= Задания =
A. На каком ложном представлении, согласно тексту о личном акте любви, основан первый предрассудок?
B. Воспроизведите из текста о личном акте любви отрывок от слов «Это совершенно необоснованный» до слов «познания, в имманентность.».
C. Продолжите текст о личном акте любви, начав сразу после его последнего предложения.

= Фрагмент страницы =
====================

Необоснованное недоверие к личному акту любви – «опасные аналогии»
Первым предрассудком является мнение о том, что если мы исходим из личного акта любви для того, чтобы понять ее сущность, то мы опускаемся с метафизического уровня на чисто «психологический». Думают, что тем самым мы замыкаемся в имманентном, сосредоточиваемся на чисто субъективном, изолируем себя от мира элементарных, объективных реалий.
Это совершенно необоснованный предрассудок. Если бы это было истиной, то и в анализе познания или воли нельзя было бы исходить из личного акта. Но никому еще не приходило в голову, что рассмотрение конкретного акта познания или воли является погружением в чистую «психологию», в чисто субъективный аспект познания, в имманентность.
Этот предрассудок основан на ложном представлении о том, что безличное бытие объективнее личностного. При этом не понимают, что личностное бытие иерархически несравненно выше любого имперсонального бытия и если человек отдает должное особым свойствам личностного бытия, то он намного глубже проникает в бытие как таковое и в метафизику.
Очевидно, при рассмотрении бытия, свойством которого является сознание, совершенно бессмысленно считать учитывание этого фактора «скатыванием в психологию». Невозможно познать в их подлинной сущности такие акты, как воление, любовь, радость, скорбь, раскаяние, если исходить из чистых, более или менее отдаленных аналогий, а не из буквального, подлинного смысла самих этих актов, которые нам непосредственно даны как таковые. Если мы хотим познать сущность воли, не имеет никакого смысла исходить из аналогичных феноменов, например, из инстинктивного влечения животного или, тем более, из аналогичных «влечений» растительного царства: мы должны исходить из человека, и именно не из его чисто инстинктивных стремлений, а из поступка в подлинном смысле слова, где наша воля отчетливо представлена во всех своих характерных особенностях. Рассматривать аналогии имеет смысл только тогда, когда мы уже проанализировали сущность воли в том, где она сама непосредственно дана нам, – в этом случае аналогии привлекаются для того, чтобы подчеркнуть специфическое отличие собственно воли от этих аналогий. Исходить из аналогий и рассматривать их в качестве рода, считая, что тем самым исследование воли переводится на более обобщенный и «более метафизический» уровень, – это верный способ заведомо затемнить ее сущность и не увидеть ее подлинной специфики.

====================

= Выдержки из строк =
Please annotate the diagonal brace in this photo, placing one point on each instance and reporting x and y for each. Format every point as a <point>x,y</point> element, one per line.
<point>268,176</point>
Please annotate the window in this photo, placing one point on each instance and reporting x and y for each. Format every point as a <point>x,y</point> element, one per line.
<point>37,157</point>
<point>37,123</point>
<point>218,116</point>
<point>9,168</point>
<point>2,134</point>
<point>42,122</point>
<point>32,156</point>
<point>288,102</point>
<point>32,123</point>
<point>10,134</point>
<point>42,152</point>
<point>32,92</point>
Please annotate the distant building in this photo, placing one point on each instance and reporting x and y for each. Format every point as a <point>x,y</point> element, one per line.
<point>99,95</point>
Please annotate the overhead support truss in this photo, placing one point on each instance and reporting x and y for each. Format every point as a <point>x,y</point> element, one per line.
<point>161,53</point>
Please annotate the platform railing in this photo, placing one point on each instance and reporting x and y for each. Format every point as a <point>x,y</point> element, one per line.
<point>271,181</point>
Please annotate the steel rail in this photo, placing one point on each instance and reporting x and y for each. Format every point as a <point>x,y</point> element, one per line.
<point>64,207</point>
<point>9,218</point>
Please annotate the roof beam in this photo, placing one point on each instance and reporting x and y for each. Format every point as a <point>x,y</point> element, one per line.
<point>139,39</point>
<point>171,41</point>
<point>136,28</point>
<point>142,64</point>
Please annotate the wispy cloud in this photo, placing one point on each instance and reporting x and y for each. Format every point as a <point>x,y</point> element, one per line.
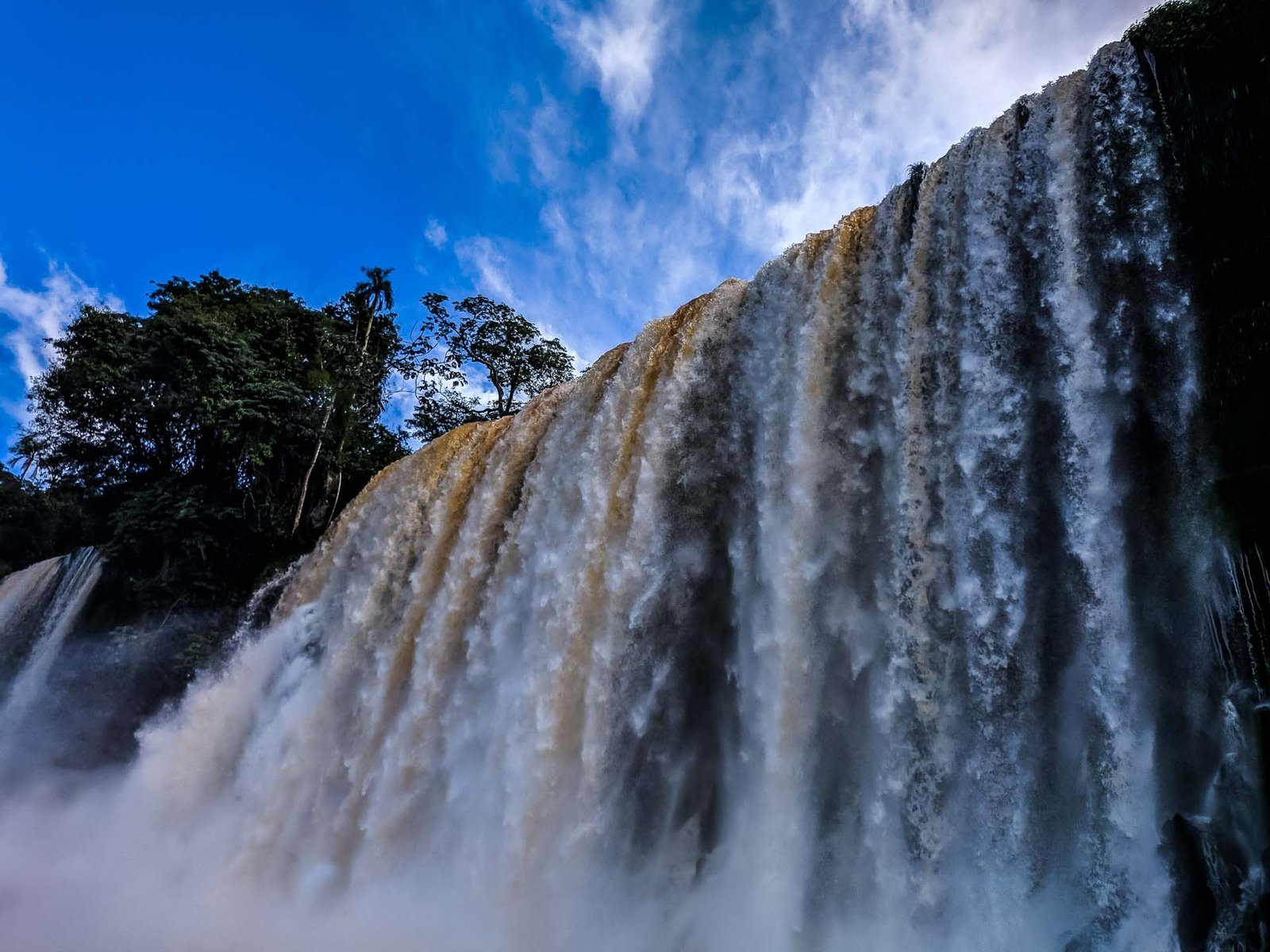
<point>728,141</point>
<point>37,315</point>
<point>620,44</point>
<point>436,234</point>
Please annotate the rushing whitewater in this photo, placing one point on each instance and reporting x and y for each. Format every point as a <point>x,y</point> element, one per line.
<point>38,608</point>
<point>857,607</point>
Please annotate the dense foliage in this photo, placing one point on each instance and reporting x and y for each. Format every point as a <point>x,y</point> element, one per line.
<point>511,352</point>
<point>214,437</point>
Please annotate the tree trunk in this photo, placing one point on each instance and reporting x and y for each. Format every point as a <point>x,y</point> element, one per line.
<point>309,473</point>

====================

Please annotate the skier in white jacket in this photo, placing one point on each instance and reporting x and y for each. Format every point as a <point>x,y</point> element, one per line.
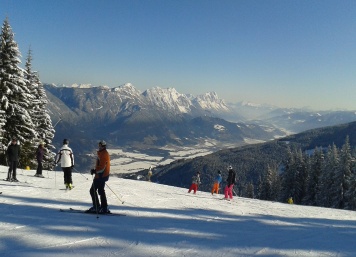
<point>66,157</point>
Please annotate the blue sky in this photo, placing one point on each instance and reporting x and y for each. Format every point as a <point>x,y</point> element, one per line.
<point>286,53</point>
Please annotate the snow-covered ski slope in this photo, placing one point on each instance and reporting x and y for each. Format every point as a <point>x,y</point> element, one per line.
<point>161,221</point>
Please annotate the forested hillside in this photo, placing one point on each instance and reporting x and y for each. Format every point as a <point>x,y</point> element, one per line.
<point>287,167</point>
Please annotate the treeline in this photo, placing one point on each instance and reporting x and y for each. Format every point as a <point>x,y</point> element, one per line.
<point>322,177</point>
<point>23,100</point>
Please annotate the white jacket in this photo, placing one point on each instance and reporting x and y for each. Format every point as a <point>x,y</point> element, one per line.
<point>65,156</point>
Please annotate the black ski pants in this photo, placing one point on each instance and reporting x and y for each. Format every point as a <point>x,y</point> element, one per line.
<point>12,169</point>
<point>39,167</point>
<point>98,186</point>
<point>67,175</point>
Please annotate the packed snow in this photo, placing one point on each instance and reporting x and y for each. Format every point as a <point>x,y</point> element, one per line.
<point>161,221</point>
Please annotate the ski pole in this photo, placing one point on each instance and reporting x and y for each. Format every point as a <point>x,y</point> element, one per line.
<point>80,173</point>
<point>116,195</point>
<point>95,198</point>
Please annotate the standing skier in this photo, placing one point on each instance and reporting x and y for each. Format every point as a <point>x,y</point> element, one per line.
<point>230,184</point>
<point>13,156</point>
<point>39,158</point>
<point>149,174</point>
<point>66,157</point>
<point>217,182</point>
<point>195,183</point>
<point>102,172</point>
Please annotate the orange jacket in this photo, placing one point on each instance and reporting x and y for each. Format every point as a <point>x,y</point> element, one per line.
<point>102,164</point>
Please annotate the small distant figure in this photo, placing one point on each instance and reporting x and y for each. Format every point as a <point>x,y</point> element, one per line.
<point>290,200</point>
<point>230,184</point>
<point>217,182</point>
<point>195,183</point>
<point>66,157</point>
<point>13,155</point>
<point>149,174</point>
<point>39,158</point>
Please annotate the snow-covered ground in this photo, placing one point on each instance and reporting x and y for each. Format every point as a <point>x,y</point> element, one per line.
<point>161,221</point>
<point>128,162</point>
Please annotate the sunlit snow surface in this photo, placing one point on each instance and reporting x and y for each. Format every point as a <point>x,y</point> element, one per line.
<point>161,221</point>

====================

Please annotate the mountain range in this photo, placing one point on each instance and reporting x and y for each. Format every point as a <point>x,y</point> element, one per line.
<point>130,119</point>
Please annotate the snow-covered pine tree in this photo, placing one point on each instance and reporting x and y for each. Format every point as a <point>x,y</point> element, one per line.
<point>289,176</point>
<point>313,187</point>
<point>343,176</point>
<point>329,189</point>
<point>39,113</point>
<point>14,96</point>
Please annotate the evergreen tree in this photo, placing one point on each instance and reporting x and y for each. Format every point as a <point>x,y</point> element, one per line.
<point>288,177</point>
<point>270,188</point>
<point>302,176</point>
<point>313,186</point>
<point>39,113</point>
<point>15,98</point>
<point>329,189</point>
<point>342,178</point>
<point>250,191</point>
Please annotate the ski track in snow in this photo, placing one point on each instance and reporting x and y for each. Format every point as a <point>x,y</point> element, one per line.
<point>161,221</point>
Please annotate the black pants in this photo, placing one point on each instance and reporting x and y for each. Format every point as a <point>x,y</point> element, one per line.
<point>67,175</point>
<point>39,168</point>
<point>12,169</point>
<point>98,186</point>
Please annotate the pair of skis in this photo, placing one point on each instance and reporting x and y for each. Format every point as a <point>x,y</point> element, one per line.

====================

= Ответы по заданиям =
A. На представлении о том, что безличное бытие объективнее личностного.

B.
Это совершенно необоснованный предрассудок. Если бы это было истиной, то и в анализе познания или воли нельзя было бы исходить из личного акта. Но никому еще не приходило в голову, что рассмотрение конкретного акта познания или воли является погружением в чистую «психологию», в чисто субъективный аспект познания, в имманентность.

C.
То же самое относится – и даже в большей степени – к любви. Путь к пониманию сущности любви заранее будет закрыт, если мы будем исходить не из этого самостоятельного личностного прафеномена, играющего важнейшую роль в человеческой жизни и представляющего собой одну из главных тем всемирной литературы, а лишь из смысловых аналогий слова «любовь», например, из стремления к самораскрытию и совершенствованию, свойственного и безличному существу. И только тогда, когда мы познали сущность любви там, где она в буквальном смысле дана нам, мы можем решить, насколько те или иные более общие явления могут представлять собой нечто аналогичное. Кроме того, изучая любовь, не следует начинать с любви к самому себе, так как в последнем случае термин любовь, как мы увидим далее, также употребляется по аналогии. Мы должны исходить из любви к другому человеку, обладающей всеми элементами, которые мы имеем в виду, когда говорим о любви: такими как преданность, восторг, счастье любви и т. д.
Нужно уяснить себе, что положение о том, что любовь в буквальном смысле этого слова является лишь одним из видов более общего феномена – например, стремления к самосовершенствованию или некоего телеологического движения – представляет собой сущий догматизм. Догматизм налицо и тогда, когда утверждают, что любовь, даже не будучи видом, все равно представляет собой субъективное «проявление» этого универсального влечения. Не желая покидать метафизического уровня – на котором, как ошибочно кажется этим догматикам, они останутся, если будут придерживаться чего-то совершенно абстрактного – они уверенно заявляют, что любовь по сути является одной из разновидностей этих более общих феноменов и поэтому, если мы хотим познать истинную сущность и глубинный смысл любви, мы должны исходить именно из них. При этом они не дают себе труда, проанализировав любовь в собственном смысле этого слова, реально доказать, что она является разновидностью этих более общих феноменов или хотя бы между ними и любовью существует подлинная аналогия. С эпистемо-логической точки зрения ирония заключается в том, что вместо того чтобы исходить из непосредственно данного, например, личного акта любви к другому, ссылаются на вещи, которые сами по себе не даны нам, а, скорее, являются плодами спекулятивного мышления, скажем, на стремление к совершенствованию, якобы присущее бытию.
Но даже если здесь может идти речь о реальных аналогиях и именно о таких, которые также явно даны нам, то все равно будет ошибочным выбрать их как исходный пункт исследования какого-нибудь личностного акта, например, любви.